Repeat, line for line, the entries below from the first line to the line containing "laptop screen -> box", counting both ends.

Content starts

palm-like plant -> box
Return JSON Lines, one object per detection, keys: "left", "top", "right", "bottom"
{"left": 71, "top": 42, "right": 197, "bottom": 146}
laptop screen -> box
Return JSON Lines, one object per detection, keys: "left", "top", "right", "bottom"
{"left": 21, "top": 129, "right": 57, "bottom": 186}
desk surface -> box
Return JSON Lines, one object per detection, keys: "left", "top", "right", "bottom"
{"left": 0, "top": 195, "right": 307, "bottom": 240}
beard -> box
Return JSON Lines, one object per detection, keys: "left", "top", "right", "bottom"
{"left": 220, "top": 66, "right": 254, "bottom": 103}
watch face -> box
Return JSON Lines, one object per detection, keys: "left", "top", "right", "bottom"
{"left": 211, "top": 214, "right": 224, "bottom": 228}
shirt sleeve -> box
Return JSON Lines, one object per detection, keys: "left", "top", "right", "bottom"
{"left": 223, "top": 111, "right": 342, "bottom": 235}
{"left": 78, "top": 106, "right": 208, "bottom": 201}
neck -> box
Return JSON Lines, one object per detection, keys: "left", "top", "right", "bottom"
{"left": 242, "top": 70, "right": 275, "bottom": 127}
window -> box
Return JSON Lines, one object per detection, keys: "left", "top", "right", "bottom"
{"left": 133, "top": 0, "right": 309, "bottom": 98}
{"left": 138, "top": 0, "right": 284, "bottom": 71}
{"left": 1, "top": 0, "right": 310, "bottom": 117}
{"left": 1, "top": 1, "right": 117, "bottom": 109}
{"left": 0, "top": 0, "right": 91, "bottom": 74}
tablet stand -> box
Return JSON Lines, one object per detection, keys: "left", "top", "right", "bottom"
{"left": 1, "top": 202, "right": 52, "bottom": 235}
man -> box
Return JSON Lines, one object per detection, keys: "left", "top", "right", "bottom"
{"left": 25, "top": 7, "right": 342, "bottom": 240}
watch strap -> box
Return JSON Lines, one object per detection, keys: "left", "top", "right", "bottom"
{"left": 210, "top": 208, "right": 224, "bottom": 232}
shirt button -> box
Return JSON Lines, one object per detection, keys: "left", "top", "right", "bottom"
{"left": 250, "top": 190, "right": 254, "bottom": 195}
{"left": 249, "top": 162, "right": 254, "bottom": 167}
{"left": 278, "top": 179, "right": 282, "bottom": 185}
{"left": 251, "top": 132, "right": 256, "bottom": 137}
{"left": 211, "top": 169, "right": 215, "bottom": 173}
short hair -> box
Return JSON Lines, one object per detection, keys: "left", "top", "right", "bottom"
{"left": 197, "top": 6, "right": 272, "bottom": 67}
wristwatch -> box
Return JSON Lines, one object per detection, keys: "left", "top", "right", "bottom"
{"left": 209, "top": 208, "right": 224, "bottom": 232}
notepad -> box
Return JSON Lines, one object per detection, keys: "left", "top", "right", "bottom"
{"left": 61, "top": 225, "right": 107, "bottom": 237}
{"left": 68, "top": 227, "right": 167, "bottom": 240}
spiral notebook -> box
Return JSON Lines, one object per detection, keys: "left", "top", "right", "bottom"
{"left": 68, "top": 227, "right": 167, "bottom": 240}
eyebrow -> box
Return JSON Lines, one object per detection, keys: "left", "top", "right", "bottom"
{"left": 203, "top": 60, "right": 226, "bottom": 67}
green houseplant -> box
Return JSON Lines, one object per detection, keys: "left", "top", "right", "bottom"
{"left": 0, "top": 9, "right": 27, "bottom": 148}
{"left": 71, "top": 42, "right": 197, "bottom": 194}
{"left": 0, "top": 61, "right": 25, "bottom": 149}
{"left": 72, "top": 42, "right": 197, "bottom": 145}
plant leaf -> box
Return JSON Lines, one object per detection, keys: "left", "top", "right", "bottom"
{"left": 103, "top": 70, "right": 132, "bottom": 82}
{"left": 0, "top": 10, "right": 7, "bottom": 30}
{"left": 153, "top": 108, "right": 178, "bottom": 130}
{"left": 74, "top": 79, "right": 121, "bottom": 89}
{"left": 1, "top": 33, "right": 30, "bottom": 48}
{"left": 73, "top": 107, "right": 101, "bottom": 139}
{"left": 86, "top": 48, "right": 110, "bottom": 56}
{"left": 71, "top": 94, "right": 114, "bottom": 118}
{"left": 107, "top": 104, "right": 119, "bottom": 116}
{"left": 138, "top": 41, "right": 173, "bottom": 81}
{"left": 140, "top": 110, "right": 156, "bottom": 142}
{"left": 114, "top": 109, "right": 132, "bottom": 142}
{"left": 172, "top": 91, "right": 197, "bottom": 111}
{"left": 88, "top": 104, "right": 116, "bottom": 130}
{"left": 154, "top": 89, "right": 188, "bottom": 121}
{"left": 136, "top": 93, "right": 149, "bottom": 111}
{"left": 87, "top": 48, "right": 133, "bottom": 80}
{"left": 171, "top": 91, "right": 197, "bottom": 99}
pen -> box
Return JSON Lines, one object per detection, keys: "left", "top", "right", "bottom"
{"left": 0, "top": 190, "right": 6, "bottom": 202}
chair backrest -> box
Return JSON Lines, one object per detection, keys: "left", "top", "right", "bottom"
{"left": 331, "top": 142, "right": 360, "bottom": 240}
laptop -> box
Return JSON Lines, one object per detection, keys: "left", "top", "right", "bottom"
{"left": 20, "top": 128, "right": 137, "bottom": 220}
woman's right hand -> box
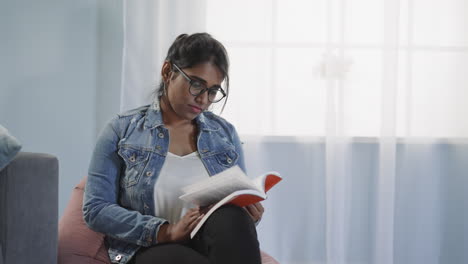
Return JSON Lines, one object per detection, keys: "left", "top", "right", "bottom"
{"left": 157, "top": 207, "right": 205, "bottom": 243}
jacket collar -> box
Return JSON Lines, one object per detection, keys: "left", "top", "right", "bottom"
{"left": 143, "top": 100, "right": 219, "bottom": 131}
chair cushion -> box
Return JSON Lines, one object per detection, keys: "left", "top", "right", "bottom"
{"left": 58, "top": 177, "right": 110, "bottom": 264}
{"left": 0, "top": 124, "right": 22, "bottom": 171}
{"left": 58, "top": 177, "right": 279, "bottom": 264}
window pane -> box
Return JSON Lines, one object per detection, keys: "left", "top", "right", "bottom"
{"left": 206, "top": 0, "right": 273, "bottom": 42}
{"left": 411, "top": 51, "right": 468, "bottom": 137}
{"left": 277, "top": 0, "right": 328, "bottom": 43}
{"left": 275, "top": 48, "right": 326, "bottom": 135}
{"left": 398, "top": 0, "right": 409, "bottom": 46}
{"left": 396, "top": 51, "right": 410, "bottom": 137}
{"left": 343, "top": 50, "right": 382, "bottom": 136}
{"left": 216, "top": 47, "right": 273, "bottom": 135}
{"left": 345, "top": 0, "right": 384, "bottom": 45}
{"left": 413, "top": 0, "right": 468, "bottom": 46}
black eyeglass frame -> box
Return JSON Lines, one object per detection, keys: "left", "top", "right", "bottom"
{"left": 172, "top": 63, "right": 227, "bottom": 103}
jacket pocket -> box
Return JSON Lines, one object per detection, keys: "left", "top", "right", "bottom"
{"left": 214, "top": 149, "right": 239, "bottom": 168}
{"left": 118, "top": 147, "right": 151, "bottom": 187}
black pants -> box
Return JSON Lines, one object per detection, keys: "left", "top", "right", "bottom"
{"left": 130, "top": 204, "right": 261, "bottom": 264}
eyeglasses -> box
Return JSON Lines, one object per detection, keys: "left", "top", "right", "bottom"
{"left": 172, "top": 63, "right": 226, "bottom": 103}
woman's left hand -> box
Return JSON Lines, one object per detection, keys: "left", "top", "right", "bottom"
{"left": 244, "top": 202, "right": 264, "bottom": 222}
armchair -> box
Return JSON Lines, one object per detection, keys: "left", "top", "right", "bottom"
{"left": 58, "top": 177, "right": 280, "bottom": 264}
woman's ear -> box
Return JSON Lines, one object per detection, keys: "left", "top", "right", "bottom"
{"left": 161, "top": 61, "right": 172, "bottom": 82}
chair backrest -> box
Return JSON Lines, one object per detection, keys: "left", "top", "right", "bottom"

Content ends

Result of this exercise »
palm-like plant -> box
Return JSON Lines, one object per detection, keys: "left", "top", "right", "bottom"
{"left": 71, "top": 42, "right": 197, "bottom": 146}
laptop screen -> box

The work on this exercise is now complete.